• [Excerpt to read]
==================================================
But I will not give in. I know I can beat this. The drugs are like poison but they keep my heart in check. Well at least most of the time. And that is the point, the drugs are not a cure. They are to manage the problem and even then it is a compromise between keeping me in sinus rhythm and allowing me to still function as a human being. Right now neither objective is totally successful. I see the cardiologist again next week. Time to look at the other options. I need to run again. I doubt I will ever be able to run like I want again. I don't mind going slow. But I need to have this weight lifted off my heart and this cloud to clear.

Friday, June 10, 2011

Trying to run

my heartrate

I went for a run last night. Hardly worthy of comment you would think. But for someone who eats, sleeps and breathes running it is something I no longer take for granted. It was bitterly cold. And raining. And dark. Conditions that would normally keep me warm indoors. I hate being cold. I really hate being cold. But I hadn't run in days and I needed desperately to reconnect and that was the only way I knew how.
==================================================
• [Study material]

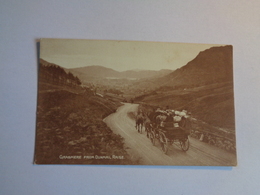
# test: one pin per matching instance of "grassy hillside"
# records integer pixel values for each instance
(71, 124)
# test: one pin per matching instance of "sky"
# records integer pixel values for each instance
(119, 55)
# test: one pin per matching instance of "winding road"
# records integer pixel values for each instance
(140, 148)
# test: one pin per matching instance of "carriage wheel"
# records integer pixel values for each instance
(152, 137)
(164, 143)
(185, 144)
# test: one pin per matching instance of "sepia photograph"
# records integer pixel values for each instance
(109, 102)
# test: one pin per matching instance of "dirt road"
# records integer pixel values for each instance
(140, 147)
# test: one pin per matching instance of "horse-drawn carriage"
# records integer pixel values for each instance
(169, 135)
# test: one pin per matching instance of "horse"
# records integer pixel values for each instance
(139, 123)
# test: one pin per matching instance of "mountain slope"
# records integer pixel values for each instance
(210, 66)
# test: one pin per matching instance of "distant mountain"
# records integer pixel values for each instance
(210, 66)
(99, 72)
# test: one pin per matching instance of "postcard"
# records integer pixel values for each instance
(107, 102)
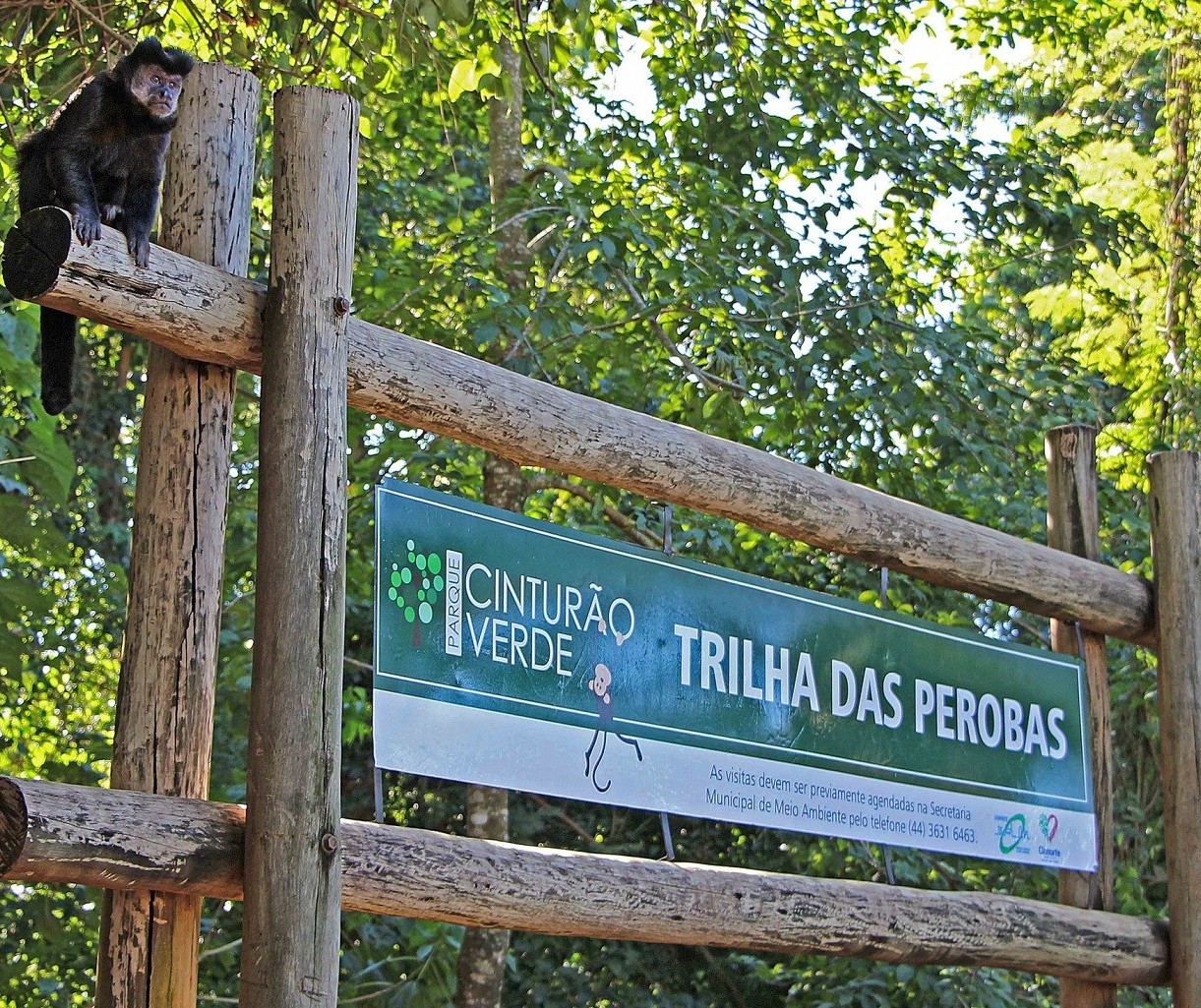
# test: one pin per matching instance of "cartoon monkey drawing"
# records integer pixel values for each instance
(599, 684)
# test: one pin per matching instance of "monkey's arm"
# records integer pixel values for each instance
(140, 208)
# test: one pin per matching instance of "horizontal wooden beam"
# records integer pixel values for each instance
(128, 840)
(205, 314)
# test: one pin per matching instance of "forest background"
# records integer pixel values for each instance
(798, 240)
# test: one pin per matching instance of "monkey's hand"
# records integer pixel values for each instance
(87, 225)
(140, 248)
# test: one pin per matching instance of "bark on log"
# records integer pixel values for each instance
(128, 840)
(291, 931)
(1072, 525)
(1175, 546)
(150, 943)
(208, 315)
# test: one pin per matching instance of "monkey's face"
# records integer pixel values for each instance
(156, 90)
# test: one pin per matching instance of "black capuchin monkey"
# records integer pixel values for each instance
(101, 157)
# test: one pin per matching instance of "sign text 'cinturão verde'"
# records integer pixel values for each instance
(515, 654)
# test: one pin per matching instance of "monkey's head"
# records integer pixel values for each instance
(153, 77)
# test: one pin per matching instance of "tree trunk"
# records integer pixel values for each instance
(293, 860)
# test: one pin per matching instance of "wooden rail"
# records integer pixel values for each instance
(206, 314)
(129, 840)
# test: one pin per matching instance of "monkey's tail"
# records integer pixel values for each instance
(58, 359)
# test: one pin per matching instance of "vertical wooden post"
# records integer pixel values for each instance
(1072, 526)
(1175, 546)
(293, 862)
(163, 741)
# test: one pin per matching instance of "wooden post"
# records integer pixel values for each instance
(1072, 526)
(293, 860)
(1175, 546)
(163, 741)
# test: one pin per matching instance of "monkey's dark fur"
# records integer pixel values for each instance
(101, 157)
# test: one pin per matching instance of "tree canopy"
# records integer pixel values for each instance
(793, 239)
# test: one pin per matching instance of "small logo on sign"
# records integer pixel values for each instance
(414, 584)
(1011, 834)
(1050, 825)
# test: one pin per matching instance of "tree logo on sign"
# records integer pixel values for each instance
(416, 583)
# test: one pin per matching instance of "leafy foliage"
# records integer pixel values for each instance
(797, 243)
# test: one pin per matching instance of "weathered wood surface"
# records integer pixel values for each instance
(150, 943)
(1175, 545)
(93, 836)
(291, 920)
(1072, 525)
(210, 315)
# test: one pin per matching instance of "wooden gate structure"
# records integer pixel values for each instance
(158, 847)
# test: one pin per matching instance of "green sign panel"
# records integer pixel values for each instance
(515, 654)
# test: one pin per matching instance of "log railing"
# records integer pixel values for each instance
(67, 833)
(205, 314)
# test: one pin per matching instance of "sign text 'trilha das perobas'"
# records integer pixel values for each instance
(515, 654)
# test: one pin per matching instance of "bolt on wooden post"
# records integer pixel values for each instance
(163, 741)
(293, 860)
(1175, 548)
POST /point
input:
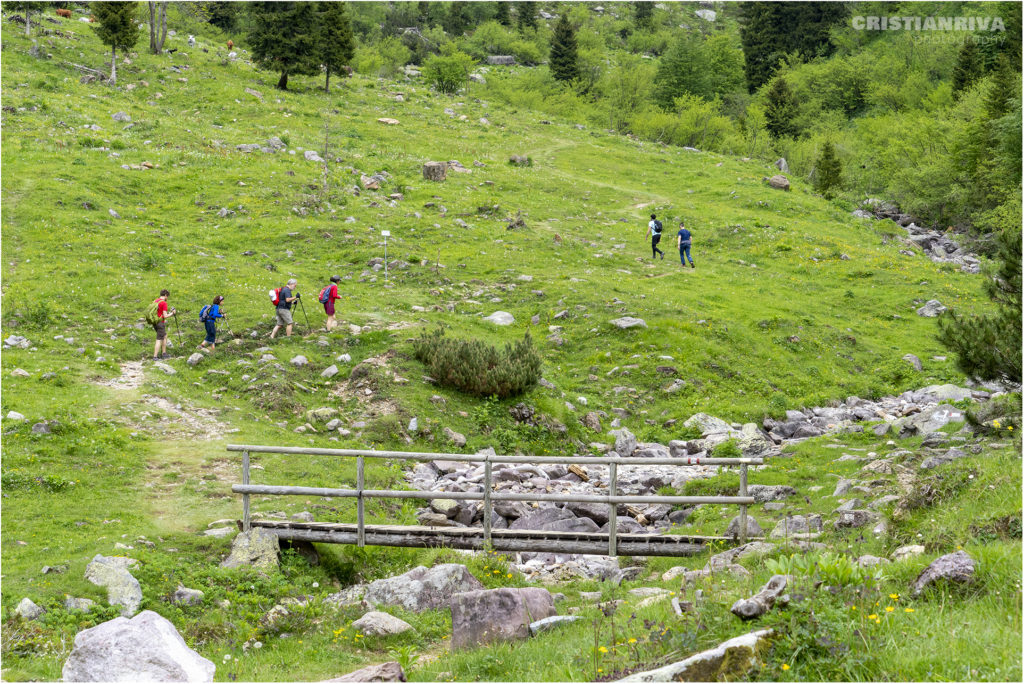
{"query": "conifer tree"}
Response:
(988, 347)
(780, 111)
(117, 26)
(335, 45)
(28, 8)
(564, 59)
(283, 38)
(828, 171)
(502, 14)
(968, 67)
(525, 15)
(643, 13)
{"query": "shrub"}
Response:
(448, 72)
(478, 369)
==================================================
• [Work to be completed]
Please copy the blog excerpt about running from "I went for a" up to and including "I knew how.", keeping every word and punctuation mark unchanged.

• [Answer to the exercise]
I went for a run last night. Hardly worthy of comment you would think. But for someone who eats, sleeps and breathes running it is something I no longer take for granted. It was bitterly cold. And raining. And dark. Conditions that would normally keep me warm indoors. I hate being cold. I really hate being cold. But I hadn't run in days and I needed desperately to reconnect and that was the only way I knew how.